WHAT YOU SHOULD DO:
Format the lines below as a JSON list of strings, one string for each line, with blank lines and the pictures left out.

[Collected data]

%%

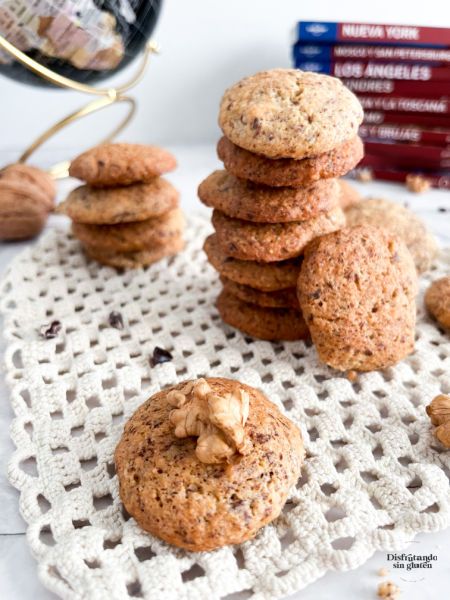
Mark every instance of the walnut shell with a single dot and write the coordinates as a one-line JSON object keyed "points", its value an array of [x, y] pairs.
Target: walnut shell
{"points": [[28, 174], [26, 198]]}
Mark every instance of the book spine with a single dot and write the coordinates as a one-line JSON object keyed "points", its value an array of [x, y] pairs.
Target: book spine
{"points": [[425, 153], [420, 120], [437, 180], [390, 87], [406, 162], [309, 51], [440, 106], [400, 133], [320, 32], [373, 70]]}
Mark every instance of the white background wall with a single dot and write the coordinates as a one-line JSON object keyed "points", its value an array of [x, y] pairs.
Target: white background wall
{"points": [[207, 45]]}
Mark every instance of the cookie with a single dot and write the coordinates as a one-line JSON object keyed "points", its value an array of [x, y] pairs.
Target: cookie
{"points": [[137, 259], [357, 292], [278, 299], [136, 202], [437, 300], [267, 277], [400, 221], [261, 204], [196, 505], [268, 242], [288, 113], [290, 171], [26, 174], [349, 196], [127, 237], [121, 164], [262, 322]]}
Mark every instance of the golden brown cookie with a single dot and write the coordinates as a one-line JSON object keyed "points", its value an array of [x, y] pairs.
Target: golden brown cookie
{"points": [[437, 300], [197, 505], [267, 277], [136, 202], [349, 195], [288, 113], [261, 204], [268, 242], [290, 171], [400, 221], [137, 259], [121, 164], [127, 237], [262, 322], [278, 299], [357, 291]]}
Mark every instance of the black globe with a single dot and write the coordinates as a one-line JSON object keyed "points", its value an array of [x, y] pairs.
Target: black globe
{"points": [[86, 41]]}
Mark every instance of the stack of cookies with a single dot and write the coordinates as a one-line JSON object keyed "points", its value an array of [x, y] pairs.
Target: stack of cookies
{"points": [[126, 215], [288, 136]]}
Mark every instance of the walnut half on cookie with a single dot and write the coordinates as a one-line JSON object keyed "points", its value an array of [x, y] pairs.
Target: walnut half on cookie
{"points": [[207, 463]]}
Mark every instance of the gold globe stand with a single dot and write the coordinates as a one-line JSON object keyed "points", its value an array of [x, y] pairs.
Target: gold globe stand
{"points": [[110, 96]]}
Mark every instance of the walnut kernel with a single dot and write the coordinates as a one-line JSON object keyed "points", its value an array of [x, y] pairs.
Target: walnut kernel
{"points": [[26, 198], [417, 183], [439, 413], [217, 421], [389, 590]]}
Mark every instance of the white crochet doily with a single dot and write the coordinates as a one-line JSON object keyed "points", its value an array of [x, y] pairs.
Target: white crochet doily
{"points": [[374, 476]]}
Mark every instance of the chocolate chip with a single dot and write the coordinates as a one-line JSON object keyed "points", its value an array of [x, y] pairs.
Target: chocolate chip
{"points": [[50, 330], [159, 356], [261, 438], [115, 320]]}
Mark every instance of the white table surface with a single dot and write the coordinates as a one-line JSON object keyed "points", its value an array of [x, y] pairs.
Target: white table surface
{"points": [[18, 572]]}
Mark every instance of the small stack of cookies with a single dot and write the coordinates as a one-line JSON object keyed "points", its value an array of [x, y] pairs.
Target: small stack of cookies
{"points": [[289, 135], [126, 215]]}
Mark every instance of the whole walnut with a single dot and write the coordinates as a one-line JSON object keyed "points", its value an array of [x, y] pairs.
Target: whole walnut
{"points": [[26, 199]]}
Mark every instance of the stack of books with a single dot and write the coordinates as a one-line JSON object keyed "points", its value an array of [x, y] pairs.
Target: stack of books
{"points": [[401, 74]]}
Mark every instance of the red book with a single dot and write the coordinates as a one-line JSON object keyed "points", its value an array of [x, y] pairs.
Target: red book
{"points": [[390, 87], [437, 180], [402, 104], [434, 153], [397, 71], [389, 53], [403, 133], [381, 117], [405, 162], [320, 32]]}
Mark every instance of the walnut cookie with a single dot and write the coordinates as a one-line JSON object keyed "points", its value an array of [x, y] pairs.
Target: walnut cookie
{"points": [[261, 204], [136, 259], [207, 463], [357, 289], [108, 206], [121, 164], [399, 221], [288, 113], [262, 322], [269, 242], [267, 277], [286, 298], [127, 237], [290, 171]]}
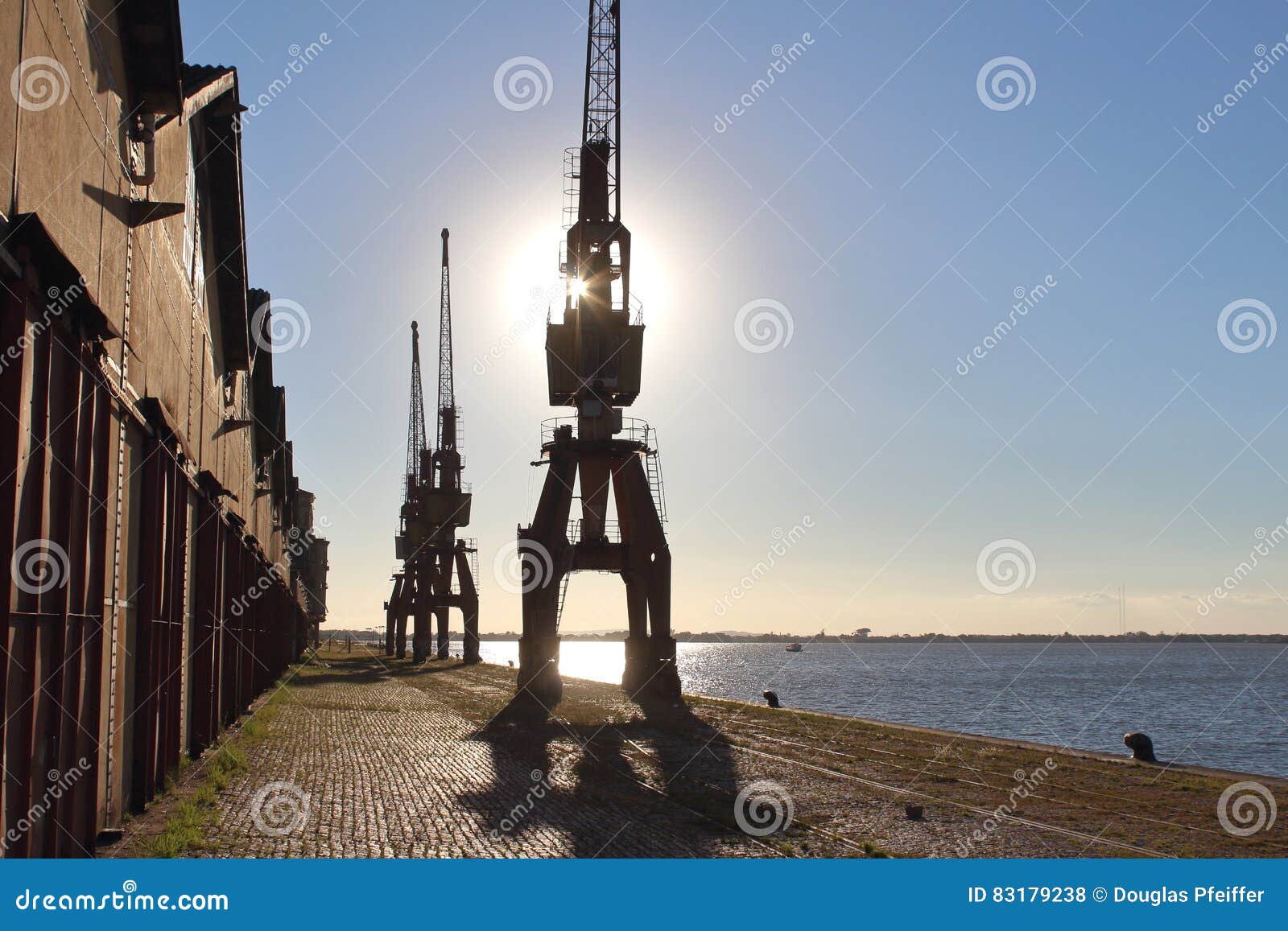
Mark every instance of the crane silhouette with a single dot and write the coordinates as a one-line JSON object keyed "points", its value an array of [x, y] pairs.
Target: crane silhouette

%%

ANSWER TO THE EXERCISE:
[
  "Mark every instance of the walnut shell with a single dot and write the coordinates as a one-line JSON object keyed \"points\", its value an array of [x, y] pairs.",
  "Target: walnut shell",
  "{\"points\": [[28, 174], [26, 198]]}",
  "Mark every instance of the book spine with a single dot and write the coordinates as a one-line JSON object keyed \"points\", its value an array of [x, y] pairs.",
  "Target: book spine",
  "{\"points\": [[425, 153], [420, 120], [437, 180], [390, 87], [406, 162], [309, 51], [440, 106], [400, 133], [320, 32], [373, 70]]}",
  "Mark every instance of the white background wall with a single dot and write the coordinates as a one-line JSON object keyed \"points\", its value an array of [x, y] pairs.",
  "Target: white background wall",
  "{\"points\": [[207, 45]]}",
  "Mark every instance of the cookie with a single dot and write the coordinates as a one-line JSON object keyed \"points\", its value an array of [x, y] pairs.",
  "Target: cookie",
  "{\"points\": [[137, 259], [357, 292], [278, 299], [136, 202], [437, 300], [267, 277], [400, 221], [261, 204], [196, 505], [268, 242], [288, 113], [290, 171], [26, 174], [349, 196], [127, 237], [121, 164], [262, 322]]}",
  "Mark every instance of the golden brown cookie with a single dot and write the coordinates as a one-line JSON object keyed \"points\", its value an array of [x, y] pairs.",
  "Target: golden brown cookie",
  "{\"points\": [[437, 300], [197, 505], [267, 277], [136, 202], [349, 195], [288, 113], [261, 204], [268, 242], [290, 171], [400, 221], [137, 259], [121, 164], [127, 237], [262, 322], [278, 299], [357, 291]]}",
  "Mark every instance of the black globe with a single dot and write the coordinates as a one-line JSON object keyed \"points\", its value an array of [x, y] pairs.",
  "Target: black globe",
  "{\"points\": [[86, 41]]}",
  "Mark every instance of the stack of cookies with a single dot and write the coordinates as a one-line JSON object keyed \"points\", its value an array of [x, y] pairs.",
  "Target: stack of cookies",
  "{\"points\": [[126, 215], [288, 136]]}",
  "Mark every instance of the walnut half on cookie with a single dot and write the coordinates as a one-line JSON object keyed \"points\", its value an array of [x, y] pairs.",
  "Target: walnut half on cookie",
  "{\"points\": [[207, 463]]}",
  "Mark every instance of the gold globe stand with a single dot and write the coordinates as a one-line JSON object keyed \"points\", its value an array of [x, y] pairs.",
  "Target: gold globe stand",
  "{\"points\": [[110, 96]]}",
  "Mark every instance of the walnut kernel with a single dot and write the coordinates as a one-line JSON object keyed \"points\", its value an array of [x, y] pairs.",
  "Target: walnut kernel",
  "{\"points\": [[26, 198], [417, 183], [439, 413], [217, 421], [389, 590]]}",
  "Mark every instance of the white crochet doily with a single dot and write the coordinates as a one-line JSON object keyed \"points\", its value an array of [x, y] pairs.",
  "Target: white crochet doily",
  "{\"points\": [[374, 476]]}",
  "Mark every instance of the chocolate chip with a single dot and write the coordinates as a one-line JSON object keyed \"points\", its value an array of [x, y] pairs.",
  "Target: chocolate chip",
  "{\"points\": [[50, 330], [159, 356], [261, 438], [115, 320]]}",
  "Mark every instance of the white table surface with a single dot and write the coordinates as a one-line JSON object keyed \"points\", its value an array of [x, y] pairs.",
  "Target: white table surface",
  "{\"points\": [[18, 572]]}",
  "Mark every instance of the small stack of cookies with a single dot and write the coordinates as a one-line JSON object keyed \"points\", its value an array of [x, y] pairs.",
  "Target: small stack of cookies",
  "{\"points\": [[289, 135], [126, 215]]}",
  "Mark every instance of the whole walnut with a single dot and write the coordinates as a one-line JSON object keyed \"points\", its value an array of [x, y] pairs.",
  "Target: whole walnut",
  "{\"points\": [[26, 199]]}",
  "Mark every instance of the stack of books with a single dot and write the coordinates as a one-line JSON object keyed \"points\", its value an array of [x, y] pairs.",
  "Target: stack of books",
  "{\"points\": [[401, 74]]}",
  "Mark every instance of the red book with a single dot and write the coordinates as a one-line JSON object keyed \"points\", its value an array of [x, y] pairs.",
  "Target: red book",
  "{\"points\": [[390, 87], [437, 180], [402, 104], [434, 153], [397, 71], [389, 53], [403, 133], [381, 117], [405, 162], [320, 32]]}",
  "Mark every instance of the walnut cookie with a single dot and write the coordinates as a one-line JSON object keyed \"points\", its value an array of [x, y] pairs.",
  "Target: walnut cookie",
  "{\"points\": [[261, 204], [136, 259], [207, 463], [357, 289], [108, 206], [121, 164], [399, 221], [288, 113], [262, 322], [269, 242], [267, 277], [286, 298], [127, 237], [290, 171]]}",
  "Mark every instance of the crane silhouette with a single dot and write the coordinates as a one-line JSON object keyed \"points\", its value an array of [x, y] pairs.",
  "Target: crane silhouette"
]